Visualizing performance regression of data.table with atime

performance
testing
developer
Author

Doris Afriyie Amoakohene

Published

October 10, 2024

Since August 2023, I have been working on performance testing, which could be useful for expanding the open-source ecosystem around data.table package in R. This could increase confidence in code contributions by ensuring the sustained efficiency of the data.table package.

In data.table, the term “performance regression” refers to a change to the data.table source code, or to the core R build, that causes an increase in either time metrics and memory metrics.

It is important that we prevent significant performance regression from reaching the current release of the data.table package. Slowness or big memory usage can be frustrating; and in fact, are the issues data.table is most used to solve. Any performance regression that makes it into a version release will degrade user experience.

In this blog post, I will demonstrate the use of benchmarking techniques to verify whether reported issues on data.table have been successfully resolved.

Overview

Understanding performance in data.table

data.table is an extension of R’s data.frame, designed to handle large datasets efficiently. It provides a syntax that is both concise and expressive, allowing users to perform complex data manipulations with ease. Its efficiency is particularly evident when dealing with tasks like filtering, grouping, aggregating, and joining data.

The development team behind data.table is committed to continuously improving its performance. Over the years, several major version changes have been introduced, aiming to enhance speed and efficiency. These changes include algorithmic optimizations, memory management improvements, and enhancements to parallel processing capabilities. Upgrading to the latest version ensures that users can leverage the most recent performance enhancements.

Why do we run performance tests on GitHub commits?

Running performance tests on GitHub commits helps maintain a high-performance standard for the package, detect and fix performance regressions, optimize code, validate performance improvements, ensure consistent performance over time and to encourage confidence in code contributions from new people.

It is an essential practice to deliver a performant and reliable package to end-users.

§ **Supplied information**:
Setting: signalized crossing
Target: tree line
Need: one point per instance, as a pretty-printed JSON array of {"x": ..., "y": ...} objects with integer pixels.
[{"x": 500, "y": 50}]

§ **To do**:
Reproduce verbatim the part of the data.table performance post that starts at the words "In this blog" and ends with the words "been successfully resolved.".

§ **The answer**:
In this blog post, I will demonstrate the use of benchmarking techniques to verify whether reported issues on data.table have been successfully resolved.